Document text:
========
For millennia, happiness has been the quest of humanity. And a revolution has been brewing in psychology laboratories worldwide. Happiness, studied scientifically, can bring new results to counter depression, and to experience joy in a sustainable manner. Here’s what you can draw from this new field of positive psychology!

A New Way to Find Happiness

For over a decade, a very serious group of researchers in psychology in the United States have been tackling a new question. Tired of dwelling on problems that conventional psychology explored for over a century and a half, that of trying to understand how to treat mental illness, they asked themselves, “Why not try to understand why people are happy?”

Thence positive psychology was born. Whilst it is commendable to relieve people of their psychological suffering, the fact of increasing life satisfaction is a promising area not only to increase happiness, but also to treat disease. But do not confuse “positive psychology” with “positive thinking”, the scope of the former being much larger and complex.

For example, positive psychology shows how we often rely on shortcuts to increase our well-being (pleasure, entertainment and excesses in various areas of our lives). This vision of happiness leads to too many people, even if they have great wealth, finding themselves spiritually empty and hungry.

Instead, positive psychologists say we ought to rely on our strengths and personal qualities to find happiness and delight, as positive emotions that deviate from authentic and moral attitudes inevitably lead to emptiness and depression.

Are you naturally happy? Do you have strategies of your own that offer positive psychology? Here’s a little test from the book Authentic Happiness, by Martin Seligman, one of the founders of this new science.

Happiness Forever?

Do we have real control over our sense of happiness? Can we grow this feeling and keep it over the years? Like the great thinkers of mankind, from Confucius to Aristotle, through to St. Thomas Aquinas, positive psychology has identified fundamental virtues which, when experienced frequently, feed and maintain happiness. These fundamental qualities, six in number, are: wisdom and knowledge, courage, love of humanity, justice, temperance, and spirituality.
========
Natural-language object grounding data
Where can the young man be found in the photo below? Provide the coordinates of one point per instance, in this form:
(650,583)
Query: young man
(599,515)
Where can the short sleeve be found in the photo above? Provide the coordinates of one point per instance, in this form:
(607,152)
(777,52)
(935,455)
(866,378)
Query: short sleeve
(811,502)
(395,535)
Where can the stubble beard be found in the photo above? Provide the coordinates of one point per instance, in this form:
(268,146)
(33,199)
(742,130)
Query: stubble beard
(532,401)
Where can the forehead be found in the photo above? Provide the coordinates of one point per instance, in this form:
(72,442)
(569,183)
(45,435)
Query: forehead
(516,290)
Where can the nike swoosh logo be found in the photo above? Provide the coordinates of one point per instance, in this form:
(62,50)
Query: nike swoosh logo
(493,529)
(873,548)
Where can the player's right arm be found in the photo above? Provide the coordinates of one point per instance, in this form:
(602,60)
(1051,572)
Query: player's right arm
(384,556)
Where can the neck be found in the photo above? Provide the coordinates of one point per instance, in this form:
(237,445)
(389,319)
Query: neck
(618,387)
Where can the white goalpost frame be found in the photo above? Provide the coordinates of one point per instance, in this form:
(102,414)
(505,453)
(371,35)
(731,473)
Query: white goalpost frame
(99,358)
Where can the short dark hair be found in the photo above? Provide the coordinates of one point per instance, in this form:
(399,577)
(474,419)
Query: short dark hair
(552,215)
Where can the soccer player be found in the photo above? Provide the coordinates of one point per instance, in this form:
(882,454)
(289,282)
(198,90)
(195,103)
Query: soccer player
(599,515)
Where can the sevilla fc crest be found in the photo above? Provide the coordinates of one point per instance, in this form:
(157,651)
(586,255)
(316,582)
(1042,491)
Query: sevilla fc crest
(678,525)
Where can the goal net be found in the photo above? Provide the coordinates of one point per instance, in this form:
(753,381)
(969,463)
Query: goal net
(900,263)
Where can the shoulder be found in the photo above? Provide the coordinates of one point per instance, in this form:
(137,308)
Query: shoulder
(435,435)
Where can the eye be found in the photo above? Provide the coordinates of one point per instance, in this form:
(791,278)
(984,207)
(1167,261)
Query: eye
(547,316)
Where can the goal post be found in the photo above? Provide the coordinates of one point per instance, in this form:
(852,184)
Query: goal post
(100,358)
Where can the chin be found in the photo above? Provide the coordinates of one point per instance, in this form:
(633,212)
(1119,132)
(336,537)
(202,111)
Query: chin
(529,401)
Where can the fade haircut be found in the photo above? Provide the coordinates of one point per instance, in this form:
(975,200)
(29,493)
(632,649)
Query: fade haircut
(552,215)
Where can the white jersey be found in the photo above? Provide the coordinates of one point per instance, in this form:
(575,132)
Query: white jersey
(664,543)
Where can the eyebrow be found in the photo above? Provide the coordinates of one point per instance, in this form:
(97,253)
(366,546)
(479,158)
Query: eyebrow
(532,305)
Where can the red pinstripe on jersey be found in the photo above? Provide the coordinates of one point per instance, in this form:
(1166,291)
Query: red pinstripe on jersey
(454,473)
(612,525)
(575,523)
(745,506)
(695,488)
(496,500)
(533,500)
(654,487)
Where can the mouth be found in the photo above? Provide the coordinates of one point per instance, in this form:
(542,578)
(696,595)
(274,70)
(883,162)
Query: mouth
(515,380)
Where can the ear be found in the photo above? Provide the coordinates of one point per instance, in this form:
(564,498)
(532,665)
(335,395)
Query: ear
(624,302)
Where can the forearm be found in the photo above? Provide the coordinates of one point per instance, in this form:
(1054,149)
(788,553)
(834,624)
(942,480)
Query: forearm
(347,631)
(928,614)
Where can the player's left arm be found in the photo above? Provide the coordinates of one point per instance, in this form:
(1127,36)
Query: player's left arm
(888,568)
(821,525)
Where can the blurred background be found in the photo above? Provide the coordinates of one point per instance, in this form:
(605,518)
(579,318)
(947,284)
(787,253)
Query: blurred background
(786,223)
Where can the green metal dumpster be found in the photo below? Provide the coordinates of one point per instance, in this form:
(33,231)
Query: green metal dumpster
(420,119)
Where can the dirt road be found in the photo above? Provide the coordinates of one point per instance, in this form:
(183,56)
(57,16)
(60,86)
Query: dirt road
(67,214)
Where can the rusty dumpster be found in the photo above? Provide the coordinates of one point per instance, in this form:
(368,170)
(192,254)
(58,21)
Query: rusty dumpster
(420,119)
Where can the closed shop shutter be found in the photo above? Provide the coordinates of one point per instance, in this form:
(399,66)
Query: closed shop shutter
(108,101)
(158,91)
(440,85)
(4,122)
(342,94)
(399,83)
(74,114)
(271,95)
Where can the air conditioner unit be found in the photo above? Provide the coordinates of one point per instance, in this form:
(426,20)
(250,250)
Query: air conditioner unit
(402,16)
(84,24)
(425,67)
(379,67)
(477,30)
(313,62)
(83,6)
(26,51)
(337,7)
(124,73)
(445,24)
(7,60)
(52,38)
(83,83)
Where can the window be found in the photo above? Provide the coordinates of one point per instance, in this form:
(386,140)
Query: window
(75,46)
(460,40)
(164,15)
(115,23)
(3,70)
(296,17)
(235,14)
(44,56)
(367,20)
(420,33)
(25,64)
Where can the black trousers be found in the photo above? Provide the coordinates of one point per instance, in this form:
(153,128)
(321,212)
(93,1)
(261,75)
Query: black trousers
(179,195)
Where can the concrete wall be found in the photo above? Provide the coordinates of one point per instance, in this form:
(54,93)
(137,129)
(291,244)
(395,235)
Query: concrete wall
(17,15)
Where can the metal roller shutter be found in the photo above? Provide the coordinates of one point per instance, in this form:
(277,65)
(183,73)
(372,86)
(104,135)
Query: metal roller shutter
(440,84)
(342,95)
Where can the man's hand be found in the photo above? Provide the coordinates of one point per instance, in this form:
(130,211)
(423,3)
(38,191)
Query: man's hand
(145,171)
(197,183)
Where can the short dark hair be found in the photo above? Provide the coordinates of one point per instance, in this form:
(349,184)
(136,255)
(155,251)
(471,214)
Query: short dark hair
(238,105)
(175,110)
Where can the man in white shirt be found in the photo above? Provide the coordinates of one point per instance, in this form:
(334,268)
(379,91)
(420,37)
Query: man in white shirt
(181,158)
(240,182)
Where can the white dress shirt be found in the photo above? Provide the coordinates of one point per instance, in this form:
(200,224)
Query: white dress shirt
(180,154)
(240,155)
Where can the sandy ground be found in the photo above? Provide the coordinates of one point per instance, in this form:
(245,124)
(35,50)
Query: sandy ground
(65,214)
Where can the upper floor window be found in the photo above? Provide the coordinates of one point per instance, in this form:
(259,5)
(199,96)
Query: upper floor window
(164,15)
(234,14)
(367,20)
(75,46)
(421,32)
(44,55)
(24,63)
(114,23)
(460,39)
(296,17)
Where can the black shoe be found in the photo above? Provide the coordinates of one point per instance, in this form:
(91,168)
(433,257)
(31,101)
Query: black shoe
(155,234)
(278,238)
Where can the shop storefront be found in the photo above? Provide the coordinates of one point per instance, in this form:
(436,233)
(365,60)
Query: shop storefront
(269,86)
========
Write the next part of the positive psychology text, picking up after its list of the six fundamental virtues.

Reply:
Here are 24 forces that research in positive psychology has identified help you stay happy!

1. Creativity

2. Curiosity

3. Open-mindedness and critical thinking

4. The pleasure of learning

5. Discernment

6. Authenticity and honesty

7. Valor

8. Perseverance

9. Optimism and enthusiasm

10. Love

11. Emotional Intelligence

12. Righteousness

13. Loyalty

14. Leadership

15. Compassion and forgiveness

16. Humility

17. Patience

18. Self-control

19. Enjoying beauty and excellence

20. Gratitude and appreciation

21. Hope

22. Humor

23. Faith and spirituality

24. Kindness

There are also other factors recognized by positive psychology. These are attitudes and ways of seeing the world that provide our daily well-being, if we take the time to appropriate them, that is.

Forgiveness

To forgive is to understand and situate the wrongdoing or pain of a situation in its proper context. Forgiveness is often difficult because it goes beyond the fact. It helps us accept blame and move on. It liberates and restores relationships, another great way to keep oneself happy.

Staying Optimistic

An optimistic person is one who is willing to believe in a favorable outcome when a situation does not suggest a sure result. Optimism helps attain a lot of happiness. It also helps us to be grateful for what we have, and it lets us entertain hope for the future.

Through positive psychology, we can reserve many good surprises for ourselves for years and years to come. It lets us develop a positive perspective towards happiness with total abandon.